[Start DATA LINES]

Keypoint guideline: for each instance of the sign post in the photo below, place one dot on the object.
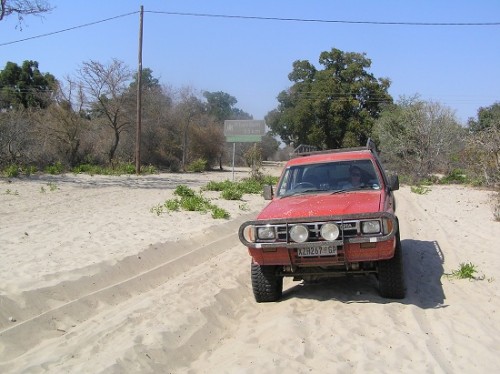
(243, 131)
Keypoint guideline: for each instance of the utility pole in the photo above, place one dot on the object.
(139, 99)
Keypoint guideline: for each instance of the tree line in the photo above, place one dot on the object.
(90, 118)
(342, 104)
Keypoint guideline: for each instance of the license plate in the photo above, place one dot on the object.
(323, 250)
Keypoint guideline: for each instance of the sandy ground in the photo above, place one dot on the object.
(92, 281)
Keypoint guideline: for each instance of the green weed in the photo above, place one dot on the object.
(219, 213)
(420, 190)
(11, 171)
(197, 166)
(190, 201)
(465, 271)
(232, 194)
(57, 168)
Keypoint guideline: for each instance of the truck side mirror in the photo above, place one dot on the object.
(394, 183)
(268, 192)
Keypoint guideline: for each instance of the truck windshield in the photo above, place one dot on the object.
(329, 177)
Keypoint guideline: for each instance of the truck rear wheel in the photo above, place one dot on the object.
(267, 285)
(391, 276)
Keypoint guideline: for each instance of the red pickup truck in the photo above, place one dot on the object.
(332, 213)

[End DATA LINES]

• REQUIRED TASK: Repeat the data above word for word, leaving out any image.

• COMPLETE OUTPUT:
Keypoint guideline: for each instance of the sign post in the photo below, place one dot on the object.
(243, 131)
Keypoint guideline: for each instance of the utility pole in the photo above, place one dot on the object.
(139, 99)
Keypoint guideline: for each instance of the tree line in the photo above, place one dot on the object.
(90, 118)
(342, 104)
Keypoint guideline: for each instance of the license plate in the photo above, place one dot on the object.
(323, 250)
Keypoint guideline: for each instance of the sandy ground in the photo above, place one dot on the object.
(92, 281)
Keypoint guideline: for each instance of the green weed in the photo above, place one dot on the object.
(219, 213)
(420, 190)
(11, 171)
(197, 166)
(190, 201)
(465, 271)
(232, 194)
(57, 168)
Keypoint guideline: for each instance of the truck side mirror in the photo above, place one dot on the object.
(394, 183)
(268, 192)
Keypoint guideline: for each instance of the truck windshield in the photo above, place one dot on the object.
(329, 177)
Keypoint guideline: for each instance of the truck rear wheel in the photo above, place one dot on the object.
(267, 285)
(391, 276)
Keypoint guideline: for each instance of the red pickup truck in the photo above, place one dot on the object.
(332, 213)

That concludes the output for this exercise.